[Problem requirements]
While you copy the lines below, skip the pictures and keep the rest exact.

[Record excerpts]
^^^^^^^^
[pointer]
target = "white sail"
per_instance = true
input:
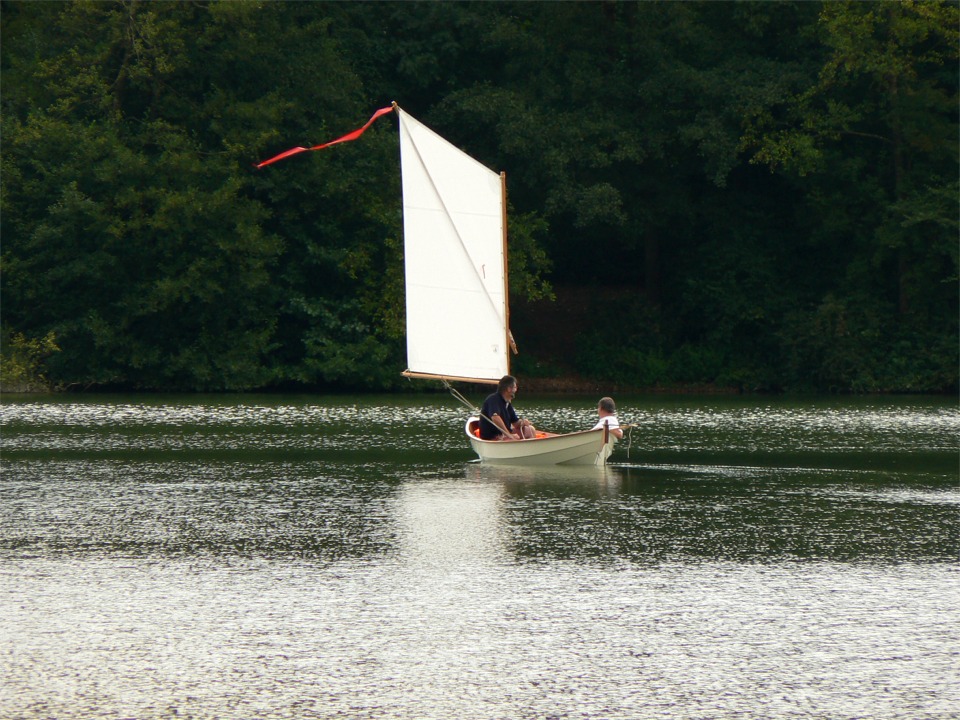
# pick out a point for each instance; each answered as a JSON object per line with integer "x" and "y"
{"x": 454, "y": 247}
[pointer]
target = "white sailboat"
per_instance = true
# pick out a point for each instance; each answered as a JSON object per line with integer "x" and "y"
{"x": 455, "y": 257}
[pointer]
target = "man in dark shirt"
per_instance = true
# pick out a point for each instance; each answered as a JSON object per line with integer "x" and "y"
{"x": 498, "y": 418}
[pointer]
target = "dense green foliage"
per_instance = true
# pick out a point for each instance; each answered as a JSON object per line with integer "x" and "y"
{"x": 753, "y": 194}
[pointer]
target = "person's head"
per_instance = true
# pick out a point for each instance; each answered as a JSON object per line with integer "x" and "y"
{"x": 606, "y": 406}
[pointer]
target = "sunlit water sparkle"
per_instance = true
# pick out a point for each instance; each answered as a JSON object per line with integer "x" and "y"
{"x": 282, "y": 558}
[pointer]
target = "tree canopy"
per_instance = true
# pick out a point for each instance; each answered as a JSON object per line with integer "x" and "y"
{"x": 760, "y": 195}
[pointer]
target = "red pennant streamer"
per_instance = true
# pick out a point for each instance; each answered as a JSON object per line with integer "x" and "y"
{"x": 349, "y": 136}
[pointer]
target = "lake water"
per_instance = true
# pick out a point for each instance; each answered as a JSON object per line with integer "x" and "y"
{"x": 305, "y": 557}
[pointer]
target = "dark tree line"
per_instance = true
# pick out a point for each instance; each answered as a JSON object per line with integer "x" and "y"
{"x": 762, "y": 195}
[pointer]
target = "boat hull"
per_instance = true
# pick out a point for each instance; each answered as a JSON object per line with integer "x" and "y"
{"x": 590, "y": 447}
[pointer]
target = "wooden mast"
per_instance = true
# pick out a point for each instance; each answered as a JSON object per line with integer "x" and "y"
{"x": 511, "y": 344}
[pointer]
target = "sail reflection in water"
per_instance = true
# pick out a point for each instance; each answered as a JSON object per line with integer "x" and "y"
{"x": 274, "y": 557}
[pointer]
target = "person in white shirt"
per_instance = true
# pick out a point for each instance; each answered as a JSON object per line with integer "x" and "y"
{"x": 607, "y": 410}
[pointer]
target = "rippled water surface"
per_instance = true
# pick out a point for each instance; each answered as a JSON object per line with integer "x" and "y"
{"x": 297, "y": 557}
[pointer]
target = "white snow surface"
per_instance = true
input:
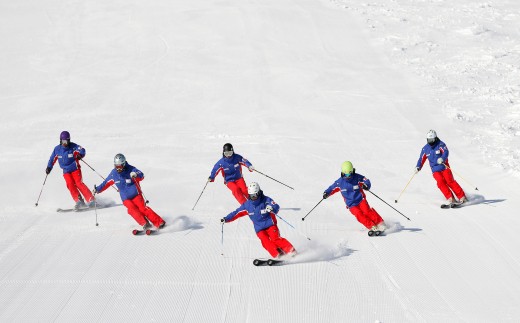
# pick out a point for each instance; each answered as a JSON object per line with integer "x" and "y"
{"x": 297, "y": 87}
^^^^^^^^
[Your solution]
[pointer]
target = "white sail"
per_instance = true
input:
# pick out a point for each instance; each answered as a JSON object per line with integer "x" and "y"
{"x": 454, "y": 247}
[pointer]
target = "white sailboat"
per_instance = true
# pick out a point for each instance; each answered as a JSON object per line with integer "x" and "y"
{"x": 455, "y": 257}
[pointer]
target = "man in dark shirt"
per_instance = true
# pick out a point for each instance; each answered as a JSON object per line with integer "x" and "y"
{"x": 498, "y": 418}
[pointer]
target = "dense green foliage"
per_instance = true
# pick out a point for each instance; each answered as a JSON object per line with integer "x" and "y"
{"x": 753, "y": 194}
[pointer]
target = "person's head"
per_instance = true
# pick out a point for each instance; each answered as a JSON object per line with integer "x" and "y"
{"x": 606, "y": 406}
[pointer]
target = "sunlit water sparkle"
per_instance = true
# pick out a point for each instance; each answered as a JSON object per line with integer "x" and "y"
{"x": 282, "y": 558}
[pointer]
target = "tree canopy"
per_instance = true
# pick out a point for each instance; each answered as a JSON object per line with integer "x" and "y"
{"x": 760, "y": 195}
[pointer]
target = "red pennant streamer"
per_instance = true
# pick out a point for each instance; each answered as a JSON object per line with integer "x" and "y"
{"x": 349, "y": 136}
[pointer]
target = "lake water"
per_instance = true
# pick out a point for each instance; each answered as a JSON object per line with integer "x" and "y"
{"x": 305, "y": 557}
[pointer]
target = "dark tree line"
per_instance = true
# pick out a point for each instance; each answered as a JSON object per line with integer "x" and "y"
{"x": 762, "y": 195}
[pointer]
target = "boat hull"
per_instance = true
# pick out a point for each instance; each answered as a JSON object per line with integer "x" and "y"
{"x": 590, "y": 447}
[pointer]
target = "wooden mast"
per_instance = true
# pick out a point for each instance; each answered as a JSON object per line with integer "x" and "y"
{"x": 511, "y": 344}
[pointer]
target = "sail reflection in water"
per_instance = true
# pick out a point for each instance; each answered as a JSON object per line with integer "x" and "y"
{"x": 274, "y": 557}
[pointer]
target = "person in white shirt"
per_instance = true
# pick out a point for each instance; each answered as a JSON object per line with integer "x" and "y"
{"x": 607, "y": 410}
[pointer]
target = "rippled water surface"
per_instance = true
# pick out a point for each instance; each answered as a JSON object per line with integer "x" and "y"
{"x": 297, "y": 557}
[pointer]
target = "white snow surface"
per_instance = true
input:
# pick out a point for each instance; each answered as a JSON object per line with integer "x" and "y"
{"x": 297, "y": 87}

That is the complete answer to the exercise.